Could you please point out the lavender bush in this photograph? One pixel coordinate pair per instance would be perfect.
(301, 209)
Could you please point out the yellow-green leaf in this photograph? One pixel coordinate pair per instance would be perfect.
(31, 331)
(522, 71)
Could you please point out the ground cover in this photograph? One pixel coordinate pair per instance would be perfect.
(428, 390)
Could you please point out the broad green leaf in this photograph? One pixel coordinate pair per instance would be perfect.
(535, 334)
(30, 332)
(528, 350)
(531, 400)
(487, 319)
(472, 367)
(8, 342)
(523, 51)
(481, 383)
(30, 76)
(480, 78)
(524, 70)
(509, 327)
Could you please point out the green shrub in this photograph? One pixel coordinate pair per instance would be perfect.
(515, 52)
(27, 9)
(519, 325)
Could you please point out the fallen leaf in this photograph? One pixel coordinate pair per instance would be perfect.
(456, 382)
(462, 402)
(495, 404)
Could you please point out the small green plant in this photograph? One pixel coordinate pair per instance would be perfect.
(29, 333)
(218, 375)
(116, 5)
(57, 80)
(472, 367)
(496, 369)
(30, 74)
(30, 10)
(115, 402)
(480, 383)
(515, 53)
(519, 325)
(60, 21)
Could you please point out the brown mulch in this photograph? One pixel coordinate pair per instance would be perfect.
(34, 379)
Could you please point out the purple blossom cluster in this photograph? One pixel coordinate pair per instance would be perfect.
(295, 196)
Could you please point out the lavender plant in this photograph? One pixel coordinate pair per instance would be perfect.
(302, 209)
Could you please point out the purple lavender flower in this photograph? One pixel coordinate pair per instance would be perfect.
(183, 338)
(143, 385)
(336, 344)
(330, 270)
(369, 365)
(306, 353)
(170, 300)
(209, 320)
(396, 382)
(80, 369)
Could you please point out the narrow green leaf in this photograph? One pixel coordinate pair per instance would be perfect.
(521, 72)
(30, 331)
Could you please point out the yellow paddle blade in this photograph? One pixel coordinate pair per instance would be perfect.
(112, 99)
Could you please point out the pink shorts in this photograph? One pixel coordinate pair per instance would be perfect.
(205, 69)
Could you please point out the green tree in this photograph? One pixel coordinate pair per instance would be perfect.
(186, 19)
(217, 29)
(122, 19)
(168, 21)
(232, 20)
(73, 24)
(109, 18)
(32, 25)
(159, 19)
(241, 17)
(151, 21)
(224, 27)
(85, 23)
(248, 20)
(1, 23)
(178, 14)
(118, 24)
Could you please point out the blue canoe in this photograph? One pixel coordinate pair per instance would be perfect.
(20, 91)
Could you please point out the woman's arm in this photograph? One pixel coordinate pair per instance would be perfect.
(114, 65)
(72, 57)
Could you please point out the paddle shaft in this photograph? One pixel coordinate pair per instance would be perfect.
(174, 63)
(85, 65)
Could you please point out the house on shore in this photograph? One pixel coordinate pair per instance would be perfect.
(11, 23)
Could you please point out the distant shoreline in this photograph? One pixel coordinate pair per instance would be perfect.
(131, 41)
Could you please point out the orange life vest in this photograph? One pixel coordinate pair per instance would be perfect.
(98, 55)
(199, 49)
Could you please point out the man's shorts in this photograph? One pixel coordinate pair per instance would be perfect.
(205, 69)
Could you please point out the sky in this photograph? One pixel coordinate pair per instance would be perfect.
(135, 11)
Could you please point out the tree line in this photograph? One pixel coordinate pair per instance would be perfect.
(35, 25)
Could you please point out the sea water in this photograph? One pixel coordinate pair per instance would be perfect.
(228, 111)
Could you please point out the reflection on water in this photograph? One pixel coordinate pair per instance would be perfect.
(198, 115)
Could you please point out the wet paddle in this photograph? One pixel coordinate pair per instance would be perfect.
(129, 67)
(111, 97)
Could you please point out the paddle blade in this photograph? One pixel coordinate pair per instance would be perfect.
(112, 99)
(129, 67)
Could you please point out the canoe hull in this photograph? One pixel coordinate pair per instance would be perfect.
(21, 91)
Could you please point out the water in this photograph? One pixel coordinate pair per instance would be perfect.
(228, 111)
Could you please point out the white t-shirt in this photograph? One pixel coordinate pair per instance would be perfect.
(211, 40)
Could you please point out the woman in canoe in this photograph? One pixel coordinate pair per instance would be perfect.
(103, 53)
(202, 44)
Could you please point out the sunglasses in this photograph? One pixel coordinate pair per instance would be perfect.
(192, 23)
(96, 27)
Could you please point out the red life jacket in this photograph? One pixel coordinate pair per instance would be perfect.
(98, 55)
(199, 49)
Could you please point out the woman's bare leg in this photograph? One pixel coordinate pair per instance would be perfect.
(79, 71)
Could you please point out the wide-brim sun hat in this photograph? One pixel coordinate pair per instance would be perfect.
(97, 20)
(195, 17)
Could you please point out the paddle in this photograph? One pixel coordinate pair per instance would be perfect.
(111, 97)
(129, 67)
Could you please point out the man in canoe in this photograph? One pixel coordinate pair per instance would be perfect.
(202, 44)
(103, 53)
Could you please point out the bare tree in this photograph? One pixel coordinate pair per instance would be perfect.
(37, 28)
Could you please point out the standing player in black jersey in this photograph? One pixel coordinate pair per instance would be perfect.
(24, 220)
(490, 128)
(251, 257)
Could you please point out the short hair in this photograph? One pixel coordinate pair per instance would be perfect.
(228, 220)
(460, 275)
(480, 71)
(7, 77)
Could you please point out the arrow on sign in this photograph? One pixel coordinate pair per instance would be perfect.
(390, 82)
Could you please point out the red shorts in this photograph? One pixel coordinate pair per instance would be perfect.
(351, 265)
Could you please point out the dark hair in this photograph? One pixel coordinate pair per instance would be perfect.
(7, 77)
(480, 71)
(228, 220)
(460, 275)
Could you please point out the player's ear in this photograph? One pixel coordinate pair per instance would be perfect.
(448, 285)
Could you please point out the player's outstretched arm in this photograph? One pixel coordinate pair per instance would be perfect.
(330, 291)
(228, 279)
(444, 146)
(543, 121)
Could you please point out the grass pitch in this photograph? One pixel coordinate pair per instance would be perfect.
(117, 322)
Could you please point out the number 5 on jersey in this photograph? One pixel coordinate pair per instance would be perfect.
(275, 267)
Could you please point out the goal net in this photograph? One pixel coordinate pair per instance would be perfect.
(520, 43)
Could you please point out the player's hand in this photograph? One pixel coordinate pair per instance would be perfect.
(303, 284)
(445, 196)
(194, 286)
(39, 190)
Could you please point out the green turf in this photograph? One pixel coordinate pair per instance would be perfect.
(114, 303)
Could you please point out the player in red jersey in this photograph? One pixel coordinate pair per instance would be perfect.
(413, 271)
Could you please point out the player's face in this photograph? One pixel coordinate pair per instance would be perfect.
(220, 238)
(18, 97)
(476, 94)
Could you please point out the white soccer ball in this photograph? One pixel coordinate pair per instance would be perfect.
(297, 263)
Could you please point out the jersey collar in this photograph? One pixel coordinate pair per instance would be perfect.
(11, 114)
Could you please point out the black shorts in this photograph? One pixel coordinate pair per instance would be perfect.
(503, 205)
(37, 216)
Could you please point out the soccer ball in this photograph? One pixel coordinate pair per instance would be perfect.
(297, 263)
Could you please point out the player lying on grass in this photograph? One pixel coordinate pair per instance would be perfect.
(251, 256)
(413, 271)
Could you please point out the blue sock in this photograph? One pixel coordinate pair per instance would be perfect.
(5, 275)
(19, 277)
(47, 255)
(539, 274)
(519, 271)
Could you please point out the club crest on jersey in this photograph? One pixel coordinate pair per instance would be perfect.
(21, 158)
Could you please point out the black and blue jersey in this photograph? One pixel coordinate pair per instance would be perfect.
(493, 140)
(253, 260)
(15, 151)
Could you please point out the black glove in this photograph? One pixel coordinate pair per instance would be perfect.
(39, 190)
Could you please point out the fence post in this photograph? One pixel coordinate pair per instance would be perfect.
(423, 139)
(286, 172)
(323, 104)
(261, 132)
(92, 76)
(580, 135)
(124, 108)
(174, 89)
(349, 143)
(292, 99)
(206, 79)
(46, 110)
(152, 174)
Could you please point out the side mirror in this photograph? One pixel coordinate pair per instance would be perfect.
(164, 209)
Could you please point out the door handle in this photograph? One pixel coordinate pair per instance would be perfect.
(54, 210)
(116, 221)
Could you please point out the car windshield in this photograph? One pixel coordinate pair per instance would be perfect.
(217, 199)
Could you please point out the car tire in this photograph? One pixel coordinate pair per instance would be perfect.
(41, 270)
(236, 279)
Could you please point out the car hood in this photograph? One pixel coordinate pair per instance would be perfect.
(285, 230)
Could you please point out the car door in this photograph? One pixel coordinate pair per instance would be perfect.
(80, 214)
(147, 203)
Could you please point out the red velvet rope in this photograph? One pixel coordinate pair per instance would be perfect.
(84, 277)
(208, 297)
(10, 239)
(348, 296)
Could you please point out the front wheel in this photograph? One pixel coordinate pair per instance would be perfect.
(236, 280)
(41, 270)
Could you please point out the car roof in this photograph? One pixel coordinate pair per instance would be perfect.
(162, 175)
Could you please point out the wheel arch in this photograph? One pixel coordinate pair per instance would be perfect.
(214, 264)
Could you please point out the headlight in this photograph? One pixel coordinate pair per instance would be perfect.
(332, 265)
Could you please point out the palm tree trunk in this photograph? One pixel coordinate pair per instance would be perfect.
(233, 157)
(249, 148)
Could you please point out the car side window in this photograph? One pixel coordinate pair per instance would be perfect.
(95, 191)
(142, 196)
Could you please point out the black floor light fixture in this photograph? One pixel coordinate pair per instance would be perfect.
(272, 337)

-------------------------

- Description of the task
Return the final stretch of the listing exactly, starting with the line that contains "Could you please point out the red velvet" and ending with the last line.

- Your solution
Could you please point out the red velvet rope in this photograph? One pixel coordinate pair per instance would be perfect.
(84, 277)
(208, 297)
(10, 239)
(348, 296)
Could you please point out the front wheel in this photograph? One pixel coordinate pair per instance would be perfect.
(236, 280)
(41, 270)
Could you please point out the car roof in this photograph? One pixel coordinate pair per instance would be perfect.
(162, 175)
Could you please point out the wheel arch in this photograph? One pixel coordinate pair per instance would be perfect.
(214, 264)
Could you please point out the headlight in this photograph? One pixel coordinate pair per instance would be perfect.
(332, 265)
Could you please point out the palm tree trunk in this photograph? One pixel coordinate pair per instance would be perfect.
(233, 157)
(249, 148)
Could you please point out the car side window in this photograph? One pixel coordinate pair per instance would be perfect.
(95, 191)
(142, 196)
Could you please point out the black floor light fixture in this photograph? One pixel coordinate pair per instance would be perfect.
(272, 337)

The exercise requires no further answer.